> [PROBLEM]: Copy every record exactly, leaving the pictures out.

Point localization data

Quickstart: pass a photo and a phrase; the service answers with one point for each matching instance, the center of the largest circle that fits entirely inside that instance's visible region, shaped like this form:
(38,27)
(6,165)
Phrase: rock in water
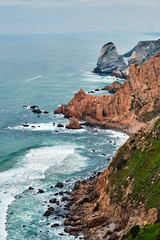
(109,60)
(60,125)
(73,124)
(59,185)
(113,88)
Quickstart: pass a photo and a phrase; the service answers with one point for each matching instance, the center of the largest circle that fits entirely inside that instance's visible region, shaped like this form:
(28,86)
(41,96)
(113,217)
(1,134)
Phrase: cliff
(143,51)
(136,102)
(124,201)
(110,62)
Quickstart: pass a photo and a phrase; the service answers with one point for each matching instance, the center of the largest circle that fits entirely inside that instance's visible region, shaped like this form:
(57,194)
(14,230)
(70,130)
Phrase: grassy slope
(137,167)
(150,232)
(136,170)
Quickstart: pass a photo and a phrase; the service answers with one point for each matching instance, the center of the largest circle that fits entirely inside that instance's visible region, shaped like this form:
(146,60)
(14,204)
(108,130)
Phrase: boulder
(47,213)
(25,125)
(60,125)
(53,200)
(55,225)
(73,124)
(96,221)
(36,111)
(67,223)
(114,236)
(113,88)
(33,106)
(40,191)
(59,185)
(68,229)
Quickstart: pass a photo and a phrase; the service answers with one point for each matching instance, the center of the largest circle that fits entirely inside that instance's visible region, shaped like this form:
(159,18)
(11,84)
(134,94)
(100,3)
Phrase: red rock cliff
(137,100)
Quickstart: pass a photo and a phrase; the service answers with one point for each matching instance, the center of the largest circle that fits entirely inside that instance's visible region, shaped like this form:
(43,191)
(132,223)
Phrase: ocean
(47,70)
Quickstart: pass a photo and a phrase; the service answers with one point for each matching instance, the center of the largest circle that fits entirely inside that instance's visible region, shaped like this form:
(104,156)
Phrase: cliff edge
(124,201)
(136,102)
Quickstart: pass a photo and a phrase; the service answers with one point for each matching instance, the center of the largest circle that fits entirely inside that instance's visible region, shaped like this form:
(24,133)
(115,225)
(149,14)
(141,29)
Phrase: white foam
(92,77)
(46,127)
(32,79)
(37,127)
(31,168)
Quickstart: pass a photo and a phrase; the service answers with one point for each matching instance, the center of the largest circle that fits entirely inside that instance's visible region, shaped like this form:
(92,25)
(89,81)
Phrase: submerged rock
(115,86)
(73,124)
(59,185)
(53,200)
(36,110)
(25,125)
(60,125)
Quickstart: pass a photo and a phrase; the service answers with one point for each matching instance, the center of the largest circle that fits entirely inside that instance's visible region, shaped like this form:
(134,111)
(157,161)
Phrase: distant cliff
(137,100)
(110,62)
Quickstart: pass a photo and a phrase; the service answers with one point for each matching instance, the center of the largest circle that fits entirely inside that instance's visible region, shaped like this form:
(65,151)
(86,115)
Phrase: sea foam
(32,167)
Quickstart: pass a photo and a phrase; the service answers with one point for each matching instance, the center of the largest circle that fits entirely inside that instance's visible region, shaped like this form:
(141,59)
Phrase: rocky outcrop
(109,60)
(137,100)
(143,51)
(73,124)
(126,194)
(113,88)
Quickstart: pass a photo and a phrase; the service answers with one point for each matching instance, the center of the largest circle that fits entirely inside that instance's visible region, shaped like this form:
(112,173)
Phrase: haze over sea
(47,70)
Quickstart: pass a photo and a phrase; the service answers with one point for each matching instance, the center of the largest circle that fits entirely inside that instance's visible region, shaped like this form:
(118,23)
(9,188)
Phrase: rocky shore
(123,201)
(108,204)
(135,102)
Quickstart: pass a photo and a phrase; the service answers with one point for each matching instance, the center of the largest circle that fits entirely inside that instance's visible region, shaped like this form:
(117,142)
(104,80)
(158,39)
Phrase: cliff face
(137,100)
(143,51)
(126,194)
(109,60)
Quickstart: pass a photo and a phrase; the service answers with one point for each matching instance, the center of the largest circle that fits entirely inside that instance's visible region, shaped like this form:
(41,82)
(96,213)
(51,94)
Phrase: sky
(67,16)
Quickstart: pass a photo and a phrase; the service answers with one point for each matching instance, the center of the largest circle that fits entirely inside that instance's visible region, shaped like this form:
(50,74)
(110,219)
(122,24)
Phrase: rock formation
(113,88)
(73,124)
(109,60)
(143,51)
(137,100)
(125,195)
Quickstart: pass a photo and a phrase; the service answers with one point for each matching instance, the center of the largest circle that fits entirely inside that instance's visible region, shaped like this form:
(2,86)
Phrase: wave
(32,79)
(31,168)
(45,127)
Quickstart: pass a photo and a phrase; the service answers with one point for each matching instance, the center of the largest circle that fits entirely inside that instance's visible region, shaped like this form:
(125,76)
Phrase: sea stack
(109,60)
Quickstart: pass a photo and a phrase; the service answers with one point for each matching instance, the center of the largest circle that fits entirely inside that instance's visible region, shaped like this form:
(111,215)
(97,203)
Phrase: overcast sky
(59,16)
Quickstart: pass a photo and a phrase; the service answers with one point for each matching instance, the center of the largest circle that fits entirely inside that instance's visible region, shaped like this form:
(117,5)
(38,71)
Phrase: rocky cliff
(124,201)
(137,100)
(143,51)
(110,62)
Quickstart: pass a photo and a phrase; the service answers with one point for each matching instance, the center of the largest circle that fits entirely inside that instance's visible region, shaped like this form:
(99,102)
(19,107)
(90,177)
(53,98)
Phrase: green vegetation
(136,168)
(149,232)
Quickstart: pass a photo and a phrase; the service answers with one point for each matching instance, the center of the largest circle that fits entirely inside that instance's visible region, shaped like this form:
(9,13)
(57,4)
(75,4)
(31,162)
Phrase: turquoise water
(46,70)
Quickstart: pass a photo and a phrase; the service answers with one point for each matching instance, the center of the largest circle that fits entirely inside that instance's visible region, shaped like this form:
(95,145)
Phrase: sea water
(47,70)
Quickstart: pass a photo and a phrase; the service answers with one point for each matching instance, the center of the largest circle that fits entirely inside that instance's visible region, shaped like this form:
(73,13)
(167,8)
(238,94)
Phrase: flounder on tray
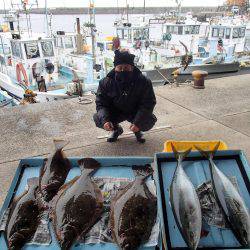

> [TASK SOLUTION]:
Quickstart: pass a photo and a phrase; the service answers with one point for each matching instance, the center of the largest circle that fits entirely inside that instance's visible region, shaped like this form:
(38,27)
(6,165)
Phrase: rock in water
(109,60)
(60,125)
(73,124)
(59,185)
(113,88)
Quickstart: pass a photo and a phrase; the service answers with one point for each matching instance, the center of the largest circle that fits entirely inside that instance's visible region, shaped like this form:
(28,86)
(41,96)
(113,217)
(1,134)
Phrase: cliff
(143,51)
(136,102)
(124,201)
(110,62)
Quickstart: pass a photo and a phrase; the service answers with one point for each matching instance, the center of the largest circle that fits entirely inside that instance's visible region, shaped like this form:
(57,194)
(14,230)
(70,130)
Phrase: grassy slope
(137,167)
(150,232)
(136,170)
Quickstart: pass a photo and a phrase; the service answers with one point for each matching instance, the center of the largest circle that fits entirely inside that instance's visible region, shaped like this form:
(146,60)
(14,204)
(108,130)
Phrase: boulder
(47,213)
(25,125)
(60,125)
(53,200)
(55,225)
(73,124)
(96,221)
(36,111)
(67,223)
(114,236)
(113,88)
(33,106)
(40,191)
(59,185)
(68,229)
Quickstart: pass a photo and a phrase; the service answers with one point for each matching instance, the center of the largest circle that fits entirely inside that instance's visible region, shaped like this form:
(159,18)
(11,84)
(134,94)
(100,3)
Phrase: red rock cliff
(137,100)
Quickstart: pass a photo and a phrase; the service answers with one point for each matching instance, the center of the largest circle that fits entirely inside that instance's visible region, shaped like this form:
(43,191)
(132,223)
Phrase: ocean
(47,70)
Quickstart: pass a photo and a phrase; the service answers with one point for each matching instance, the center of the largest circle that fits entirely inside that instance's visible region, shaped like this form:
(104,156)
Phrase: cliff edge
(124,201)
(136,102)
Quickstart: pass a photo and a phrase; the service answers with one point for each matching instance, the center of the largest circle that fits entirely inside that instance's visible region, shaped like this form:
(24,133)
(115,225)
(149,14)
(141,29)
Phrase: white foam
(92,77)
(46,127)
(32,79)
(37,127)
(31,168)
Quickstart: pass a photo and a phrase; the service answers with one point for each matching instance, the center of the largest circle that fits entirely inside that instance's visible region, shaped like this form:
(92,25)
(89,81)
Phrase: submerged rock
(115,86)
(73,124)
(59,185)
(53,200)
(36,110)
(25,125)
(60,125)
Quickstart: pass a photo and a phrase; the service answers with one point for each matching instance, the center of the largest circle that fits entirely inside that instance's visible region, shaped like this form:
(134,111)
(157,161)
Phrase: distant cliff
(137,100)
(110,62)
Quickstart: pass a photo and a phrase; the service answers with one point for each matching instance, the center of the largest circle that fits entirely inside that instance's visible region, shaped like this form:
(65,151)
(86,115)
Phrase: sea foam
(32,167)
Quickstart: pass a photo and a phrase; the service answers with one point for each matching instance, the center of the largest circle that fits entirely inside that instance's visible region, shaped like this form:
(141,59)
Phrase: rocky outcrop
(109,60)
(137,100)
(143,51)
(73,124)
(126,194)
(113,88)
Quickstart: pass a photo and a phrase; the service answers with one point for each matching instance, the center of the largest circle that fits entirely inside that instance's visible region, shaped like this form:
(112,173)
Phrase: haze over sea
(47,70)
Quickstart: pass a photo and a phrase; the service answers with one point for each matching instance, the center of the largest circle that fits entirely inside that instance's visible region, shaped like this form:
(118,23)
(9,188)
Phrase: rocky shore
(123,201)
(108,204)
(135,102)
Quickstart: pass a photo and a phrase; the service answers with one point for each matching instance, the center of the largest circle that fits entirely inside that instance's visible region, shaped like this form:
(117,142)
(104,80)
(158,39)
Phrase: cliff face
(137,100)
(143,51)
(126,194)
(109,60)
Quickstart: pass a photo and a phrase; the service answers with one point for each matching instance, the center of the largest circle that fits entirely inside that instance's visible region, shaped like this form:
(41,82)
(96,213)
(51,94)
Phrase: sky
(67,16)
Quickstart: pass a photo and a phrase; the service answers with one point for each matching instance, the center of the largest circle that fits entirely inside that instance's visible region, shaped like this form:
(50,74)
(110,219)
(122,24)
Phrase: rock formation
(113,88)
(73,124)
(109,60)
(143,51)
(137,100)
(125,195)
Quickstart: pass a photo and a phrase; the service answers with one point for each matching instance, the center of the largest circle that fits entirely inside that instance's visible region, shaped like this form:
(2,86)
Phrase: wave
(32,79)
(31,168)
(45,127)
Quickstart: pass a photo and a phrase; the service answers with one point for each matching instance, the center of the largest circle that fits entirely inside that instance's visible region, shaped like this form:
(125,76)
Phrase: sea stack
(109,60)
Quickstart: pass a photo and a phrase; the service answers with one point for each matching instance, the center of the largest circle that fits entirely inside that instance's visible region, shaped like this form:
(111,215)
(97,203)
Phrase: overcast sky
(59,16)
Quickstart: pass a photo and a phrase; the service answers with one point for each matching instance, the center of the largest circle that fits entirely inside that instance's visible region, shaped like this form:
(117,5)
(38,71)
Phrase: rocky cliff
(124,201)
(137,100)
(143,51)
(110,62)
Quickstart: pass a photo and a phrase; the service answers with one point for each matching instance, the center of the largest circle that fits entirely inside that instance's visible region, shaped like this form:
(99,102)
(19,107)
(90,177)
(53,98)
Phrase: green vegetation
(136,168)
(149,232)
Quickstart: pass a photo and a phrase; the service answers with one point for each matching instance, the center of the largest circle that fits entirely inside that instance's visible region, shaped like this form:
(9,13)
(57,4)
(75,4)
(31,162)
Phrase: turquoise water
(46,70)
Quickstart: pass a photo and a phrase; the service answers with one point for each matching instance, the center of the largest circle that fits entirely inside that instance's visible region, shaped like this form:
(95,145)
Phrase: sea water
(47,70)
Quickstart: pass a photo and a phrase; the service answers with one point for each matching instance, the center of the largest circle that fits entirely inside that instance's visible region, shaped like this form:
(73,13)
(167,8)
(238,94)
Phrase: flounder on tray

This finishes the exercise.